Referring expression data ::

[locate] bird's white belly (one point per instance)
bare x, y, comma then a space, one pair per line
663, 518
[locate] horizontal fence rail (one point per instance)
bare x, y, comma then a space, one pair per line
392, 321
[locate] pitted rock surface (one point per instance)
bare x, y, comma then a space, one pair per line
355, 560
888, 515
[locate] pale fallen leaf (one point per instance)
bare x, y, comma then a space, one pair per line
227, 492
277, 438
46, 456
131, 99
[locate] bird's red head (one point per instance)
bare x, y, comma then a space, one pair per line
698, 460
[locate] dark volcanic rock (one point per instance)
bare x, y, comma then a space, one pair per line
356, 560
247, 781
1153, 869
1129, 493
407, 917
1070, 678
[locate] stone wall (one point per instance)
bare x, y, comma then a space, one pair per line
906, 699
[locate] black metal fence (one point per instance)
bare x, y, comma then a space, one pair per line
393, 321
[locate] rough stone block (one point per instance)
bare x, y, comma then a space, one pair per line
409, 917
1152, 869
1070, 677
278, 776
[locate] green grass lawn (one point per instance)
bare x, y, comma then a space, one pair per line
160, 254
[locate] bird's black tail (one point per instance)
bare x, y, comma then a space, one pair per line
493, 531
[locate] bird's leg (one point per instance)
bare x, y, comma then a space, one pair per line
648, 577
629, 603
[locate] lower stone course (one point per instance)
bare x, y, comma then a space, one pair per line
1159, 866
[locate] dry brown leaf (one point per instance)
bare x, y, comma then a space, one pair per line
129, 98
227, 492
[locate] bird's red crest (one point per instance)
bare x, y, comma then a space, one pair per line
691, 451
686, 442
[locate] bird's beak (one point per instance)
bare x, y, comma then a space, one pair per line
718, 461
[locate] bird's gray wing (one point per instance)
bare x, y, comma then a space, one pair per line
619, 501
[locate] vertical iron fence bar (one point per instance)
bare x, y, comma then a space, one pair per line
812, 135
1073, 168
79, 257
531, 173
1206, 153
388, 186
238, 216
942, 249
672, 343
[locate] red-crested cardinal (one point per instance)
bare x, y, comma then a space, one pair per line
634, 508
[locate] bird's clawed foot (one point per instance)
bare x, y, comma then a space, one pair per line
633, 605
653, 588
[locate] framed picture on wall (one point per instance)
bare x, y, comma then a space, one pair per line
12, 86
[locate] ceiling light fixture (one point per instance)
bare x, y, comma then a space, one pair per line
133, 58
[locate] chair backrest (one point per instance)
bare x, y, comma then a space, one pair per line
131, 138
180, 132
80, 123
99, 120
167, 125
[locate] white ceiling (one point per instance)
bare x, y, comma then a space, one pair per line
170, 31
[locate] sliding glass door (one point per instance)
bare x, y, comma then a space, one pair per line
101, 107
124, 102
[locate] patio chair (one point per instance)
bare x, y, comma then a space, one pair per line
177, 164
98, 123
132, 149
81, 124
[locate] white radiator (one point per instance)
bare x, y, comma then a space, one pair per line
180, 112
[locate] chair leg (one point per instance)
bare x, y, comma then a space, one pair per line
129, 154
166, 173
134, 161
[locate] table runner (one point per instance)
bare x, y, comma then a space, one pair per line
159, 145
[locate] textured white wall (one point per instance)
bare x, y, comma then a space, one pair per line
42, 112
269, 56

Required work ::
Return, exactly, the lines from the first line of the records above to the line containing "[locate] bird's red crest", both included.

Answer to the problem ::
[locate] bird's white belly (one point per instance)
bare x, y, comma then a space, one pair per line
663, 518
[locate] horizontal fence rail (one point per instance)
bare x, y, comma then a space, one pair per line
392, 321
[locate] pitted rock surface (one point per instance)
bare x, y, comma then a space, one pair per line
355, 560
888, 515
[locate] pale fallen leaf (one point per instance)
bare x, y, comma then a space, one pair per line
227, 492
277, 438
46, 456
131, 99
[locate] bird's red head (one point per instance)
bare x, y, comma then a space, one pair per line
698, 460
[locate] dark volcanic rock (one point per instance)
bare x, y, comma then a space, one pair per line
356, 560
247, 781
1153, 869
1129, 493
407, 917
1070, 678
[locate] stone wall (one point per instance)
bare x, y, comma then a space, one pair per line
906, 699
[locate] black metal fence (one point per instance)
bare x, y, comma then a space, one pair per line
393, 321
[locate] rough stone block (one point per instance)
bare x, y, comma then a space, one pair per line
409, 917
1152, 869
1070, 677
278, 776
[locate] green grass lawn (one point per instance)
bare x, y, comma then a space, one pair per line
160, 254
[locate] bird's black tail (one point per instance)
bare x, y, comma then a space, one pair per line
493, 531
[locate] bird's leg (one point per instance)
bare x, y, comma then a space, one pair per line
648, 577
629, 603
[locate] lower stone course (one point per instance)
bare x, y, comma then a space, one pair per line
1159, 866
[locate] dry brown leaf (one point per instance)
bare x, y, comma then a space, one pair per line
129, 98
227, 492
[locate] bird's red crest (one point per instance)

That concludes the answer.